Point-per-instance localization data

:::::

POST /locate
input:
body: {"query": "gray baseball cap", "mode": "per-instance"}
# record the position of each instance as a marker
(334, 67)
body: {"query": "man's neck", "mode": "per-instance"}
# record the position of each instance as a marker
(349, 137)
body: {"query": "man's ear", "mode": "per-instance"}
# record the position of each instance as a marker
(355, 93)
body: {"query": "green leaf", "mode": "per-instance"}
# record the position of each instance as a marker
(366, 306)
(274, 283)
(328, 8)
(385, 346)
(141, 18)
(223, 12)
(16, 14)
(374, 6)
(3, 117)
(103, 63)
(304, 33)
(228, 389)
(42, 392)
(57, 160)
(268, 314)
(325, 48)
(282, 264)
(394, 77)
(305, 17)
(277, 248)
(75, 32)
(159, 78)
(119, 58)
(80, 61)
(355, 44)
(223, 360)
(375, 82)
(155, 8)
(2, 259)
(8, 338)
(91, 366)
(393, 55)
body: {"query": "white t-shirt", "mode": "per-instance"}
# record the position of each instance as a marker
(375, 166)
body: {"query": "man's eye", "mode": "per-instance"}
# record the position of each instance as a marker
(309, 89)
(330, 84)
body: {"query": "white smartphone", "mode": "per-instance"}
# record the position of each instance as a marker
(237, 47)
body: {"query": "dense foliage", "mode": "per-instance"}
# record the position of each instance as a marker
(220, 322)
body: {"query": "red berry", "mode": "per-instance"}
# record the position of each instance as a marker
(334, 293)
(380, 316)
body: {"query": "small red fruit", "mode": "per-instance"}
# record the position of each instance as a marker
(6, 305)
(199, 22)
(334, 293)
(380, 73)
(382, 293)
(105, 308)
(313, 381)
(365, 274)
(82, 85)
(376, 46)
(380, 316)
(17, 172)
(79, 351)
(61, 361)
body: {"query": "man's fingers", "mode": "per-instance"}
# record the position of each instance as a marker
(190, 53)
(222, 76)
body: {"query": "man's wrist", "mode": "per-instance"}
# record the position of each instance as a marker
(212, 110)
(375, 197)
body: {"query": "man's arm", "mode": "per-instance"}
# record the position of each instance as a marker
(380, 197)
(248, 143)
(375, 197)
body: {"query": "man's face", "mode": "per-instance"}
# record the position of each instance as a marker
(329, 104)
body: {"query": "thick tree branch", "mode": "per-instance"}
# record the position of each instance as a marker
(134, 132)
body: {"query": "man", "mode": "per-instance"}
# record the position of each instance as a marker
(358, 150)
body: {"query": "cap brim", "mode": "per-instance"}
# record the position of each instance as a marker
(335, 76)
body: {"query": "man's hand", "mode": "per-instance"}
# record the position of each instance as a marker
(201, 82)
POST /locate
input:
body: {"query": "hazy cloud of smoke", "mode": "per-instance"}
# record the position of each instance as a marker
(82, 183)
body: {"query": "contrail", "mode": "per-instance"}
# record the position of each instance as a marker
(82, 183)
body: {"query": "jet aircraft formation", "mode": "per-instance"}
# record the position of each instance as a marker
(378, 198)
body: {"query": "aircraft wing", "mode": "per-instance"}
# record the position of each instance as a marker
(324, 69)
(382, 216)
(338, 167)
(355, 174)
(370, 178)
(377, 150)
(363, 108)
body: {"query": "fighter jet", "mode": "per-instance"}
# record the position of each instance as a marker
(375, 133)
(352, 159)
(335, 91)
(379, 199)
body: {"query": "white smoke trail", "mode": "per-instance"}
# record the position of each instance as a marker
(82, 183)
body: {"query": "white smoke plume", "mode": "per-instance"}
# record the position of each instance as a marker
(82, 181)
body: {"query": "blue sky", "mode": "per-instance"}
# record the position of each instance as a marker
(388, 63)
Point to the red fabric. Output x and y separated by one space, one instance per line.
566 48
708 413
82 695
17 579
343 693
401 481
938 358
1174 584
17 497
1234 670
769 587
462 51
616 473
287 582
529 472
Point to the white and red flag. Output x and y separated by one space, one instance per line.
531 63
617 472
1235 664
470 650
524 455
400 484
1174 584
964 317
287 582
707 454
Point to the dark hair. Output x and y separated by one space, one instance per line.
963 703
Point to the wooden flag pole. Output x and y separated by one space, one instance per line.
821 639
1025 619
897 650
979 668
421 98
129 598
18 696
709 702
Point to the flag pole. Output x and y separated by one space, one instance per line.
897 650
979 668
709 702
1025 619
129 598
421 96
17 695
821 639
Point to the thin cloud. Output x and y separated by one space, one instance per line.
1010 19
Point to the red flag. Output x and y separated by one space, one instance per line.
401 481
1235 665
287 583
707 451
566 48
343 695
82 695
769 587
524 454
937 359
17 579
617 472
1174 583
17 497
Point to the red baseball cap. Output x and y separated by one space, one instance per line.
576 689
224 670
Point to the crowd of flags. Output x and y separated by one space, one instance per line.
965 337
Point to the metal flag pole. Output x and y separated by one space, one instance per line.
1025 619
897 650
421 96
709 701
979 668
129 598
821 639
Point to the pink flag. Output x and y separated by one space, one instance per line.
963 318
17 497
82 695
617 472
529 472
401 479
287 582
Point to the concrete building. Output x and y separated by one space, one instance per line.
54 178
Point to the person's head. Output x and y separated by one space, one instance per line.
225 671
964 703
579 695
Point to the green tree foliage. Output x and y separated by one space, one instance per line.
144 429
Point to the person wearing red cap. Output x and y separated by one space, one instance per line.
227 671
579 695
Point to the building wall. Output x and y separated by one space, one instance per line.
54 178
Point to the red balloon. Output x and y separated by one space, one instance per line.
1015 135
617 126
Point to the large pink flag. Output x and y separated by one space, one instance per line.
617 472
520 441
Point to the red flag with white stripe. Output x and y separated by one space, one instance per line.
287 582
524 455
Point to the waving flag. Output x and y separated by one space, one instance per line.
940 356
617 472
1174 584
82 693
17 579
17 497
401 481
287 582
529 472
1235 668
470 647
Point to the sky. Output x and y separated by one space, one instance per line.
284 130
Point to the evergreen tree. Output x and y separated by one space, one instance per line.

:::::

Directions for this task:
Repeat all the records. Match each line exactly.

Output:
POST /locate
input:
body: {"query": "gray baseball cap", "mode": "per-instance"}
# record the position of each instance as a marker
(334, 67)
body: {"query": "man's neck", "mode": "per-instance"}
# record the position of each instance as a marker
(349, 137)
body: {"query": "man's ear", "mode": "per-instance"}
# record the position of each instance as a marker
(355, 93)
body: {"query": "green leaf", "mode": "per-instance"}
# record the position of each instance as a marker
(366, 306)
(274, 283)
(328, 8)
(385, 346)
(141, 18)
(223, 12)
(16, 14)
(374, 6)
(3, 117)
(103, 63)
(304, 33)
(228, 389)
(42, 392)
(57, 160)
(268, 314)
(325, 48)
(282, 264)
(394, 77)
(305, 17)
(277, 248)
(75, 32)
(159, 78)
(119, 58)
(80, 61)
(355, 44)
(223, 360)
(375, 82)
(155, 8)
(2, 259)
(8, 338)
(91, 366)
(393, 55)
body: {"query": "white t-shirt", "mode": "per-instance"}
# record the position of each instance as a marker
(375, 166)
body: {"query": "man's eye", "mode": "per-instance"}
# record the position of each instance as a marker
(309, 89)
(330, 84)
body: {"query": "white smartphone", "mode": "per-instance"}
# record the position of each instance as a marker
(237, 47)
body: {"query": "dense foliage", "mode": "per-instance"}
# record the position of each instance as a marker
(220, 322)
body: {"query": "red berry", "mode": "per-instance"}
# record the position of each instance as a marker
(334, 293)
(380, 316)
body: {"query": "small red fruit", "mode": "per-instance"}
# record the position of each instance as a marker
(6, 305)
(199, 22)
(334, 293)
(380, 73)
(382, 293)
(105, 308)
(313, 381)
(365, 274)
(82, 85)
(376, 46)
(380, 316)
(17, 172)
(79, 351)
(61, 361)
body: {"query": "man's fingers", "mode": "per-instance"}
# record the position of each instance as a marker
(190, 53)
(222, 76)
body: {"query": "man's wrist", "mode": "per-instance"}
# record the position of each instance as a marker
(212, 110)
(375, 197)
body: {"query": "man's arm", "mode": "per-instance"}
# record the position of each instance as a marker
(380, 197)
(248, 143)
(375, 197)
body: {"query": "man's face", "mode": "per-instance"}
# record the position of each instance as a marker
(329, 104)
body: {"query": "thick tree branch", "mode": "per-instance"}
# record the position of each instance as a marker
(134, 132)
body: {"query": "man", "mode": "per-instance"}
# record the position of each instance as a marker
(358, 150)
body: {"query": "cap brim", "mode": "per-instance"}
# record the position of each instance as a marker
(335, 76)
body: {"query": "man's hand", "mode": "per-instance"}
# record the position of each instance as a marker
(201, 82)
POST /locate
input:
body: {"query": "hazy cloud of smoke", "mode": "per-instance"}
# record the position of each instance as a marker
(82, 183)
body: {"query": "contrail", "mode": "per-instance"}
# record the position of each instance as a marker
(82, 183)
body: {"query": "jet aircraft formation", "mode": "per-instance"}
# record the position of each instance as a marker
(378, 198)
body: {"query": "aircraft wing", "mode": "per-instance"}
# record the position of each instance as a marker
(324, 69)
(382, 216)
(338, 167)
(355, 174)
(370, 178)
(377, 150)
(363, 108)
body: {"query": "fighter jet", "mode": "per-instance"}
# record the position of each instance as a marker
(375, 133)
(352, 159)
(335, 91)
(379, 199)
body: {"query": "white smoke trail", "mode": "per-instance"}
# record the position of each instance as a marker
(82, 183)
body: {"query": "white smoke plume", "mode": "per-instance"}
# record the position of each instance as a marker
(82, 181)
body: {"query": "blue sky", "mode": "per-instance"}
# record the position of each instance as a marker
(388, 63)
Point to the red fabric. Output x and y separated by one space, one instance per line.
566 48
708 413
82 695
17 579
343 693
401 481
938 358
1174 584
17 497
1234 670
769 587
462 51
616 473
287 582
529 472
Point to the white and red flag. Output x and y separated by one space, one instance per line.
531 63
617 472
1235 664
470 650
524 455
400 484
1174 584
964 317
287 582
707 454
Point to the dark hair. Output x and y separated by one space, one instance per line.
963 703
Point to the wooden flag pole. Output x and y separated by one space, one instance per line.
821 639
1025 619
897 650
979 668
421 98
129 598
18 696
709 702
Point to the flag pole. Output x and y separated by one space, one instance per line.
897 650
979 668
709 702
1025 619
129 598
421 96
17 695
821 639
Point to the thin cloud. Output x and y separated by one space, one instance per line.
1010 19
Point to the red flag. Output x and y separated by one space, one instance per line.
401 481
1235 665
287 583
707 451
566 48
343 695
82 695
769 587
524 454
937 359
17 579
617 472
1174 583
17 497
Point to the red baseball cap. Output x and y separated by one space, one instance per line.
576 689
224 670
Point to the crowd of flags. Output x and y separated by one space, one instance per line.
965 337
Point to the metal flag pole. Output x and y separated by one space, one instance per line.
1025 619
897 650
421 96
709 701
979 668
129 598
821 639
Point to the pink flag. Output x and y separated by one space, one instance per line.
963 318
17 497
82 695
617 472
529 472
401 479
287 582
Point to the concrete building. Output x and y separated by one space, one instance per line.
54 178
Point to the person's head. Output x and y separated by one space, one instance per line.
225 671
964 703
579 695
Point to the green tree foliage. Output x and y separated by one space, one instance per line.
144 429
Point to the person wearing red cap. Output x and y separated by one space, one instance per line.
227 671
579 695
Point to the building wall. Output x and y separated by one space, one instance per line.
54 178
Point to the red balloon. Output x and y separated by one space, one instance per line.
1015 135
617 126
Point to the large pink flag. Output x and y separated by one space, one instance per line.
617 472
520 441
Point to the red flag with white stripe. Output x and y separated by one space, one instance per line.
287 582
524 455
Point to the waving flag. Output x and y separated by one space, one instance per line.
940 356
617 472
1174 584
82 693
17 579
17 497
401 481
287 582
529 472
1235 668
470 647
Point to the sky. Output x and y separated by one space, one instance per line.
284 130
Point to the evergreen tree. Output x and y separated by one space, one instance per line.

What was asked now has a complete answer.